Items listed in a dataset
- - - - -
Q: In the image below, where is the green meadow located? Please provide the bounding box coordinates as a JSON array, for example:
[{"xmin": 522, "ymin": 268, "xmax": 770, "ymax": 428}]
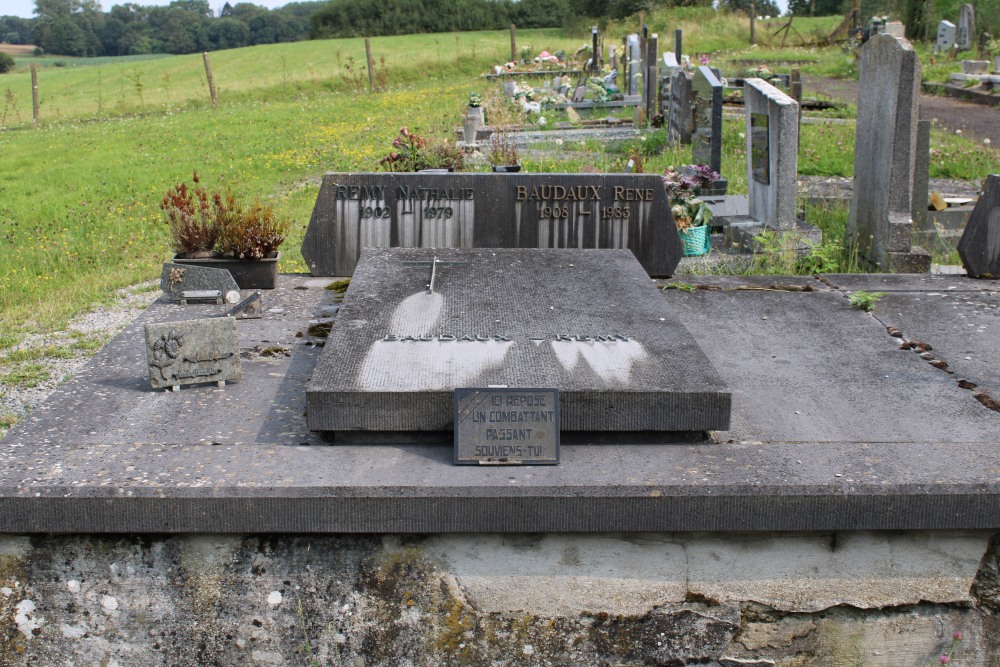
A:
[{"xmin": 0, "ymin": 9, "xmax": 1000, "ymax": 344}]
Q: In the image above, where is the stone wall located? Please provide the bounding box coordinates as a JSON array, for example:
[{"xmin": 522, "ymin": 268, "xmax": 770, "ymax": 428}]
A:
[{"xmin": 0, "ymin": 531, "xmax": 1000, "ymax": 667}]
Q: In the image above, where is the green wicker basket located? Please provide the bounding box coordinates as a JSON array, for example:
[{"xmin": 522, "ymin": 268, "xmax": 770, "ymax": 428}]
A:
[{"xmin": 677, "ymin": 225, "xmax": 711, "ymax": 257}]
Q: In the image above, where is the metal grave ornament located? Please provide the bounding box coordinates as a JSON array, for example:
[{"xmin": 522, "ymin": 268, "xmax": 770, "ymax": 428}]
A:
[{"xmin": 455, "ymin": 387, "xmax": 559, "ymax": 465}]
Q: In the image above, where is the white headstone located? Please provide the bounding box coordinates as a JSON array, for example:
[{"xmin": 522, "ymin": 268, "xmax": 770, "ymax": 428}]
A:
[
  {"xmin": 743, "ymin": 79, "xmax": 800, "ymax": 230},
  {"xmin": 955, "ymin": 4, "xmax": 976, "ymax": 51},
  {"xmin": 934, "ymin": 21, "xmax": 955, "ymax": 51}
]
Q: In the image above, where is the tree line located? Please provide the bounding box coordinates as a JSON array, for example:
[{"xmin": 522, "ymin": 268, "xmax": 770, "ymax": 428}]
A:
[{"xmin": 0, "ymin": 0, "xmax": 324, "ymax": 56}]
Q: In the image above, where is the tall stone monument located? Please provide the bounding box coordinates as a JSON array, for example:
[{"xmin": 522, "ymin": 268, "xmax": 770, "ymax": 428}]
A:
[
  {"xmin": 958, "ymin": 174, "xmax": 1000, "ymax": 279},
  {"xmin": 743, "ymin": 79, "xmax": 799, "ymax": 231},
  {"xmin": 848, "ymin": 35, "xmax": 930, "ymax": 273}
]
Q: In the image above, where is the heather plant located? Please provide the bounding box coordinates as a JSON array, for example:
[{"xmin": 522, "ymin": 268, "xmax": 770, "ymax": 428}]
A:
[
  {"xmin": 216, "ymin": 192, "xmax": 291, "ymax": 259},
  {"xmin": 160, "ymin": 171, "xmax": 224, "ymax": 258},
  {"xmin": 378, "ymin": 127, "xmax": 465, "ymax": 171}
]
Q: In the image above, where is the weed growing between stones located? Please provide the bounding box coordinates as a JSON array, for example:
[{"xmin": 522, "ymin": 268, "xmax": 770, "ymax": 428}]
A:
[{"xmin": 847, "ymin": 290, "xmax": 885, "ymax": 313}]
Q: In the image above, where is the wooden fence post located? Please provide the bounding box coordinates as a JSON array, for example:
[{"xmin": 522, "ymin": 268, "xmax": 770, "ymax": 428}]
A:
[
  {"xmin": 365, "ymin": 37, "xmax": 375, "ymax": 93},
  {"xmin": 31, "ymin": 63, "xmax": 38, "ymax": 127},
  {"xmin": 201, "ymin": 51, "xmax": 219, "ymax": 108}
]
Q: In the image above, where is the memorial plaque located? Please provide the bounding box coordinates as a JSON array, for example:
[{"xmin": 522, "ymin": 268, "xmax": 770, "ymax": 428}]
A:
[
  {"xmin": 146, "ymin": 317, "xmax": 243, "ymax": 389},
  {"xmin": 750, "ymin": 113, "xmax": 771, "ymax": 185},
  {"xmin": 302, "ymin": 173, "xmax": 682, "ymax": 277},
  {"xmin": 455, "ymin": 387, "xmax": 559, "ymax": 465}
]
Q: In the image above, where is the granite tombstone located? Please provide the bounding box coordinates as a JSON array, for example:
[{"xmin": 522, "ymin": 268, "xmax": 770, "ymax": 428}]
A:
[
  {"xmin": 667, "ymin": 68, "xmax": 694, "ymax": 146},
  {"xmin": 847, "ymin": 35, "xmax": 930, "ymax": 273},
  {"xmin": 958, "ymin": 174, "xmax": 1000, "ymax": 278},
  {"xmin": 691, "ymin": 65, "xmax": 722, "ymax": 173},
  {"xmin": 306, "ymin": 248, "xmax": 730, "ymax": 442}
]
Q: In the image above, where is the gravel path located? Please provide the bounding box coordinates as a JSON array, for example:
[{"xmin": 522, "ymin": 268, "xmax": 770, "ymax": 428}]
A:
[
  {"xmin": 802, "ymin": 73, "xmax": 1000, "ymax": 149},
  {"xmin": 0, "ymin": 282, "xmax": 160, "ymax": 438}
]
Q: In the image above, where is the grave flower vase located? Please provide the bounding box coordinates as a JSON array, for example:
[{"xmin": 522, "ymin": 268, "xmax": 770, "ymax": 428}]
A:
[
  {"xmin": 173, "ymin": 252, "xmax": 281, "ymax": 289},
  {"xmin": 677, "ymin": 225, "xmax": 711, "ymax": 257}
]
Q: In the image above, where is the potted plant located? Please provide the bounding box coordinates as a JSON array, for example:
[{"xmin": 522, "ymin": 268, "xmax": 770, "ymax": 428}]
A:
[
  {"xmin": 663, "ymin": 164, "xmax": 719, "ymax": 257},
  {"xmin": 160, "ymin": 172, "xmax": 290, "ymax": 289},
  {"xmin": 378, "ymin": 127, "xmax": 465, "ymax": 171}
]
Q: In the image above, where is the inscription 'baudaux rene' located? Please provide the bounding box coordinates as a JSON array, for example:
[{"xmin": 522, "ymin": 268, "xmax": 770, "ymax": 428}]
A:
[
  {"xmin": 516, "ymin": 185, "xmax": 653, "ymax": 201},
  {"xmin": 381, "ymin": 334, "xmax": 629, "ymax": 343}
]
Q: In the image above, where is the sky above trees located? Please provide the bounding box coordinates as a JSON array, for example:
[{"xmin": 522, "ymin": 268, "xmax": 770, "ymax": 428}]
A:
[{"xmin": 0, "ymin": 0, "xmax": 290, "ymax": 19}]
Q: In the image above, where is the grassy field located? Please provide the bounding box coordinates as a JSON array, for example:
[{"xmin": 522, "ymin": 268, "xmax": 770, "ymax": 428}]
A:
[{"xmin": 0, "ymin": 18, "xmax": 1000, "ymax": 349}]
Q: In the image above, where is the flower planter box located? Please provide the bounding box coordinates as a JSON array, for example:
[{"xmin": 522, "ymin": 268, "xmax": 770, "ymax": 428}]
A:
[{"xmin": 173, "ymin": 252, "xmax": 281, "ymax": 289}]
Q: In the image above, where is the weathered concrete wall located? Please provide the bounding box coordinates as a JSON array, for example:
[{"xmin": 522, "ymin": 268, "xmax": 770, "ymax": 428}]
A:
[{"xmin": 0, "ymin": 531, "xmax": 1000, "ymax": 667}]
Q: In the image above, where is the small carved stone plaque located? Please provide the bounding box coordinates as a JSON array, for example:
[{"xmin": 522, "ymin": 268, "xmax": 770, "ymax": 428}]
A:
[
  {"xmin": 750, "ymin": 113, "xmax": 771, "ymax": 185},
  {"xmin": 455, "ymin": 387, "xmax": 559, "ymax": 465},
  {"xmin": 146, "ymin": 317, "xmax": 243, "ymax": 389}
]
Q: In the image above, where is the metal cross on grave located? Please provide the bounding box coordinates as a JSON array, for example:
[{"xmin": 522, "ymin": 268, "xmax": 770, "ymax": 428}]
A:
[{"xmin": 403, "ymin": 257, "xmax": 468, "ymax": 294}]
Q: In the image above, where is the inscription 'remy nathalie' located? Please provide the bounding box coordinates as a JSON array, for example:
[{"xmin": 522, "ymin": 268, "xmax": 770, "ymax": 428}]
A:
[{"xmin": 381, "ymin": 334, "xmax": 630, "ymax": 343}]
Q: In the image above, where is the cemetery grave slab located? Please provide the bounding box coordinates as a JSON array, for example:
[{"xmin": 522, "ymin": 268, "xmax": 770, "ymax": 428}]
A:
[
  {"xmin": 308, "ymin": 248, "xmax": 730, "ymax": 440},
  {"xmin": 0, "ymin": 275, "xmax": 1000, "ymax": 533}
]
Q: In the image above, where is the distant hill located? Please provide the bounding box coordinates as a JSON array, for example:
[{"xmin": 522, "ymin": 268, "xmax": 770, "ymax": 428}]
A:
[{"xmin": 0, "ymin": 44, "xmax": 35, "ymax": 56}]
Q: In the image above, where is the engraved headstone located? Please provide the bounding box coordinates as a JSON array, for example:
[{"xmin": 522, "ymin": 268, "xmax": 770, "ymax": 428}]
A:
[
  {"xmin": 955, "ymin": 3, "xmax": 976, "ymax": 51},
  {"xmin": 691, "ymin": 65, "xmax": 722, "ymax": 172},
  {"xmin": 302, "ymin": 173, "xmax": 682, "ymax": 277},
  {"xmin": 454, "ymin": 387, "xmax": 559, "ymax": 465},
  {"xmin": 847, "ymin": 35, "xmax": 930, "ymax": 273},
  {"xmin": 306, "ymin": 248, "xmax": 730, "ymax": 442},
  {"xmin": 934, "ymin": 21, "xmax": 955, "ymax": 51},
  {"xmin": 160, "ymin": 262, "xmax": 240, "ymax": 301},
  {"xmin": 667, "ymin": 69, "xmax": 694, "ymax": 146},
  {"xmin": 146, "ymin": 317, "xmax": 243, "ymax": 389},
  {"xmin": 958, "ymin": 174, "xmax": 1000, "ymax": 279},
  {"xmin": 743, "ymin": 79, "xmax": 799, "ymax": 230}
]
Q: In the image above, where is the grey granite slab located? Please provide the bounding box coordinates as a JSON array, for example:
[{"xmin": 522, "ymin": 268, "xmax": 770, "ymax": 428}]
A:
- - - - -
Instruction: Pull out each line of the data above that contains the word "granite".

Solution:
Q: In the image above, where is the granite tombstone located? Please provide the bounding box coordinates as a JSON array, for example:
Q: In the image above, where is the grey granite slab located? Please provide the bounding box coordinates as a JSON array, for example:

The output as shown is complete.